*** Opening of DATA FOR ANALYSIS ***

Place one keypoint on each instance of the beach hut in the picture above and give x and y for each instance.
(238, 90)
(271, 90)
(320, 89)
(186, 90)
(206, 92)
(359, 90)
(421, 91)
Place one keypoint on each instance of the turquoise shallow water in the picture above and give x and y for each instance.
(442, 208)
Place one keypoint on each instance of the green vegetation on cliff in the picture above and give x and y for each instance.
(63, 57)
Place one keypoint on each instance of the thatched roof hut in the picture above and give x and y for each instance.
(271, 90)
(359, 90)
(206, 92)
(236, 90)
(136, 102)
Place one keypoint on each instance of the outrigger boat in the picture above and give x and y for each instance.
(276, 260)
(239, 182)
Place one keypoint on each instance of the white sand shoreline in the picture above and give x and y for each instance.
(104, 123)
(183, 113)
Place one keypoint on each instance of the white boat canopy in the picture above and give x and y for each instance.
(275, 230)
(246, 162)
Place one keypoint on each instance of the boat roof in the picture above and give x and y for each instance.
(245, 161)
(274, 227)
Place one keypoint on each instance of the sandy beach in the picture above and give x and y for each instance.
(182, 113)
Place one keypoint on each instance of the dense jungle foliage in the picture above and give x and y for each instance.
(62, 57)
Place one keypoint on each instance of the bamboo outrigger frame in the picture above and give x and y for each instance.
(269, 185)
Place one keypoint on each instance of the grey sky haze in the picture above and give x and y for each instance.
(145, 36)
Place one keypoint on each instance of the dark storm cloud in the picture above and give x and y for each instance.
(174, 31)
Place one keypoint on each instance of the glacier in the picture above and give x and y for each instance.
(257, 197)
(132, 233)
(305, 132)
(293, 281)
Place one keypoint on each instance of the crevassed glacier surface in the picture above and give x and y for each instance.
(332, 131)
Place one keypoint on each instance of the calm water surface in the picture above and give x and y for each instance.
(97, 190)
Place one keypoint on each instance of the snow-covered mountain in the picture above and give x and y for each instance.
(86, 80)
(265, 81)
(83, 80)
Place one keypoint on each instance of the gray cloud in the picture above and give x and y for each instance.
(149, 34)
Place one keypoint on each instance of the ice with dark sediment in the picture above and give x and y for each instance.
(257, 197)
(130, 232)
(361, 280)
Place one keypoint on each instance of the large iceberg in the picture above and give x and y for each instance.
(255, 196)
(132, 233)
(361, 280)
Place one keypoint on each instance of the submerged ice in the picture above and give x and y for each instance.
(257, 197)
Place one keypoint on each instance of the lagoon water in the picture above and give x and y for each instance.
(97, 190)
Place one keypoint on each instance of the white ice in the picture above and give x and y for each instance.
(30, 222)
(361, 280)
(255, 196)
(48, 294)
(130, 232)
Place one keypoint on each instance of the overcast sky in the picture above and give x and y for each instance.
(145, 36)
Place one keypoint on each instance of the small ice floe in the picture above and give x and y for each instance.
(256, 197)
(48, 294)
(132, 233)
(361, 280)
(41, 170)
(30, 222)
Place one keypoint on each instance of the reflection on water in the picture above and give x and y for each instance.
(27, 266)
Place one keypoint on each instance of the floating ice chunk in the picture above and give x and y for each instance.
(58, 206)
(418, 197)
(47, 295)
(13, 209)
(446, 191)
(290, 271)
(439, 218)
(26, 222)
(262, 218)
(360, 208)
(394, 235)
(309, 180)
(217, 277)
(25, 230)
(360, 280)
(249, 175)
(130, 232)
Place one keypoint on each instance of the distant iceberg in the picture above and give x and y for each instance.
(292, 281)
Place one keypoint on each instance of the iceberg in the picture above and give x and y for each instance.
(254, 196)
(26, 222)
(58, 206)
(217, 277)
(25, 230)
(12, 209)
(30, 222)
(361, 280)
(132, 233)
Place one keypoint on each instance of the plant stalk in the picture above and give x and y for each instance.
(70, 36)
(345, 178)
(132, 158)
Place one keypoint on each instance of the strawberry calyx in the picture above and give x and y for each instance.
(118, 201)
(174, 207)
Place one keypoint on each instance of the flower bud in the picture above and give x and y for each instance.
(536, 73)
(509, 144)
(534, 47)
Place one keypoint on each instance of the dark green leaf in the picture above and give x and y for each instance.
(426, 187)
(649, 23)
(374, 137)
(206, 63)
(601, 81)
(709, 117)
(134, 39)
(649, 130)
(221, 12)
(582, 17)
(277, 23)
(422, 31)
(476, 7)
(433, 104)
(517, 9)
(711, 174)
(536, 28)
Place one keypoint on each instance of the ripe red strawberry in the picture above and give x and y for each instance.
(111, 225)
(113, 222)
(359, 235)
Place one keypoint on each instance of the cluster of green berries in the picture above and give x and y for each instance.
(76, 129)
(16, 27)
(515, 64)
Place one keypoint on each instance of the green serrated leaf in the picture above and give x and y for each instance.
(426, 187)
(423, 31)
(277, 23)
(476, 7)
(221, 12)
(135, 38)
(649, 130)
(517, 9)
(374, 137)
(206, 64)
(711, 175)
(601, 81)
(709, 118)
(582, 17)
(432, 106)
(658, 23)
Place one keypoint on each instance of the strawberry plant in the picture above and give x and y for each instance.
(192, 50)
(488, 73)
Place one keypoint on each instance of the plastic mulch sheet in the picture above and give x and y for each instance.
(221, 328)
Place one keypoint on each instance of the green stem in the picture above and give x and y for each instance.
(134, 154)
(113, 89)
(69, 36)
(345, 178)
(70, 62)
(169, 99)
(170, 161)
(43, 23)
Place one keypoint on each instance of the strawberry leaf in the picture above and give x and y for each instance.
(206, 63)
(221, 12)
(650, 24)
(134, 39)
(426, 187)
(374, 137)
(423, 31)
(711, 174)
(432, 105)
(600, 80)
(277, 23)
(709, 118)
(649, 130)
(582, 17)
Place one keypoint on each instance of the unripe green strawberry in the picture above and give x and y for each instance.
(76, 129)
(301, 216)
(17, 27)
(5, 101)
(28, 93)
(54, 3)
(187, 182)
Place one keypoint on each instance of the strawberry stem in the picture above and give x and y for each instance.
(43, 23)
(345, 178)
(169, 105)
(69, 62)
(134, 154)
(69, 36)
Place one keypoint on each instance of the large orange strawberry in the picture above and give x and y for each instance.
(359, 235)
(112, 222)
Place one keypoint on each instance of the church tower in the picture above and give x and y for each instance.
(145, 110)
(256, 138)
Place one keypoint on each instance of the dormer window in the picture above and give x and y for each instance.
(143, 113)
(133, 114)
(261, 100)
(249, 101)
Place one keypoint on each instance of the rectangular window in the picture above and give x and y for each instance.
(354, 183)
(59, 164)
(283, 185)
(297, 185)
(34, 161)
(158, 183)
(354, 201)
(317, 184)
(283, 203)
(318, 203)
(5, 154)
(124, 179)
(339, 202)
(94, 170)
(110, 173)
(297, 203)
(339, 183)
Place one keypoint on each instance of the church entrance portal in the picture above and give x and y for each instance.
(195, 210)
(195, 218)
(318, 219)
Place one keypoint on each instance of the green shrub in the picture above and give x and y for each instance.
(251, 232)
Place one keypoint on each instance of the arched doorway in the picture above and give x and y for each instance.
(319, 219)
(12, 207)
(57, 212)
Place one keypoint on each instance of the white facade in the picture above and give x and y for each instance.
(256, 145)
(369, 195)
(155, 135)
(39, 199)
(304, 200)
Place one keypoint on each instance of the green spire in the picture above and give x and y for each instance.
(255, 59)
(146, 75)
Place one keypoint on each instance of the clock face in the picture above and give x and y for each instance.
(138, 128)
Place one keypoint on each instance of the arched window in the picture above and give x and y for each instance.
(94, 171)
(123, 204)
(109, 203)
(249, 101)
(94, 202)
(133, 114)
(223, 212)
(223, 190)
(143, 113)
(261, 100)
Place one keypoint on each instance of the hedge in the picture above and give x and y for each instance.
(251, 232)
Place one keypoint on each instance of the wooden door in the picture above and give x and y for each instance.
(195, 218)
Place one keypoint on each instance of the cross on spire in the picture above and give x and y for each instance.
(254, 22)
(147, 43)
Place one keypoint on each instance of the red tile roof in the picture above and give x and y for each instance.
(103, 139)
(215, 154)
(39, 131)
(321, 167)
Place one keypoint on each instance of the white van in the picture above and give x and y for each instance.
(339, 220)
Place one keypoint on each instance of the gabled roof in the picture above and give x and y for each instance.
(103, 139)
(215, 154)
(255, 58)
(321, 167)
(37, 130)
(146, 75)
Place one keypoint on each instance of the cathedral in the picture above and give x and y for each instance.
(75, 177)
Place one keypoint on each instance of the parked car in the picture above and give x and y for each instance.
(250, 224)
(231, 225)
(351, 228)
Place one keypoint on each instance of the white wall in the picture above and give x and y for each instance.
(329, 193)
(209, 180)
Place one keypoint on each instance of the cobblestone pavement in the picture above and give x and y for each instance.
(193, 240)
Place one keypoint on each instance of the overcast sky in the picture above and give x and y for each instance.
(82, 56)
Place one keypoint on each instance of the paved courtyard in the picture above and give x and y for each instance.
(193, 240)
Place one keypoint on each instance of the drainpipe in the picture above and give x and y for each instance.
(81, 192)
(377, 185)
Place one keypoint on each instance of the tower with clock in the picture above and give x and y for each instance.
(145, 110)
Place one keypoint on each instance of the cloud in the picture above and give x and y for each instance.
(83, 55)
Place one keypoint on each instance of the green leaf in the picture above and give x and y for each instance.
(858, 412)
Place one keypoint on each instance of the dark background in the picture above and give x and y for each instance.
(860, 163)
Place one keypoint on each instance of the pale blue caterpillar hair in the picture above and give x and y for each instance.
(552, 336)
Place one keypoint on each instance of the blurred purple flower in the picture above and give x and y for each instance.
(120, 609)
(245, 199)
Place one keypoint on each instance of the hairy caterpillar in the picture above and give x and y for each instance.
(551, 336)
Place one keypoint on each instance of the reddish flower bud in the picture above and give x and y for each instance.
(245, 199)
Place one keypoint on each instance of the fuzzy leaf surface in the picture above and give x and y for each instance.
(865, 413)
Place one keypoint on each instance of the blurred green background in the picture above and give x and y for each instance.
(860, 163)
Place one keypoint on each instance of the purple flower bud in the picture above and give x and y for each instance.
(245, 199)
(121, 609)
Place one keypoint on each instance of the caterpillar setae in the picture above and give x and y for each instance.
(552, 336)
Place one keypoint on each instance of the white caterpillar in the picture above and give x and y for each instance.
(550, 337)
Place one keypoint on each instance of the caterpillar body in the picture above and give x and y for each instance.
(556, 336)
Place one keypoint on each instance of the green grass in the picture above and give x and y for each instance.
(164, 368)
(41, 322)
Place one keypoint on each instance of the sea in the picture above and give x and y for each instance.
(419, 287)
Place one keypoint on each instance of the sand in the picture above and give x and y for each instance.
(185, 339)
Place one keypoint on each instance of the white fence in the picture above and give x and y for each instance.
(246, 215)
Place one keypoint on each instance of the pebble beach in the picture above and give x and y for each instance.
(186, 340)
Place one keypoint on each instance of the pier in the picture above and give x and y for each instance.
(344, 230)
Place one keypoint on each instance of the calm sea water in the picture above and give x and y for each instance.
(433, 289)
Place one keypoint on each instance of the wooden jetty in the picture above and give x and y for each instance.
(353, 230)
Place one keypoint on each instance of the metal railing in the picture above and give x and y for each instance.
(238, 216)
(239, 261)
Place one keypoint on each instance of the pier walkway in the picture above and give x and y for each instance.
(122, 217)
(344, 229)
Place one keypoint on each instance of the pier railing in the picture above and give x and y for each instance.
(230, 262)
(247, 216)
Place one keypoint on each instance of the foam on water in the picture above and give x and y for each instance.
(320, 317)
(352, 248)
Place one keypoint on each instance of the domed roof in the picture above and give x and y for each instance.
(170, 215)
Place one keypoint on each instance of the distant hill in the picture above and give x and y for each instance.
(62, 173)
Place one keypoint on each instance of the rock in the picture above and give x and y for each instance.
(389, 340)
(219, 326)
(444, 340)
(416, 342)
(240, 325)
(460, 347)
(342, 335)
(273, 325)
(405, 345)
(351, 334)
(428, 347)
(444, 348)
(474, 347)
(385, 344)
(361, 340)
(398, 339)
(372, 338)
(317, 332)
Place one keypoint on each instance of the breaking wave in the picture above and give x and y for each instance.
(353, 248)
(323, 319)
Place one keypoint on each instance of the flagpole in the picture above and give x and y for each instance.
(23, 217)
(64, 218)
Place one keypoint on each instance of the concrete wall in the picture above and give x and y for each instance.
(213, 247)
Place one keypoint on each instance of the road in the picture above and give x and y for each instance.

*** Close of DATA FOR ANALYSIS ***

**WHAT IS REQUIRED**
Exactly the lines between the one containing "Place one keypoint on each instance of the pier railing" and the end of the material, both ends included, must be retyped, with nothing added.

**RESULT BELOW**
Place one keypoint on each instance of the pier railing in the picture above and give x and y for each instance.
(230, 262)
(247, 216)
Place one keypoint on each instance of the foam on water in the picture above and give x and y for each instance.
(320, 317)
(352, 248)
Place one keypoint on each instance of the domed roof in the picture above and give x and y for each instance.
(170, 215)
Place one keypoint on each instance of the distant hill in the picture above and give x and y for each instance.
(62, 173)
Place one keypoint on each instance of the rock in the picture above and give x and y for each instance.
(389, 340)
(219, 326)
(444, 340)
(416, 342)
(240, 325)
(460, 347)
(342, 335)
(273, 325)
(405, 345)
(351, 334)
(428, 347)
(444, 348)
(474, 347)
(385, 344)
(361, 340)
(398, 339)
(372, 338)
(317, 332)
Place one keypoint on each instance of the breaking wave in the picture above and give x and y for each instance.
(353, 248)
(323, 319)
Place one keypoint on each instance of the flagpole in the picture above and give x and y for each instance.
(23, 217)
(64, 218)
Place one keypoint on each instance of the concrete wall in the picture above and give x and y for each instance.
(213, 247)
Place one keypoint on each instance of the road in the picture above and give x and y for each instance.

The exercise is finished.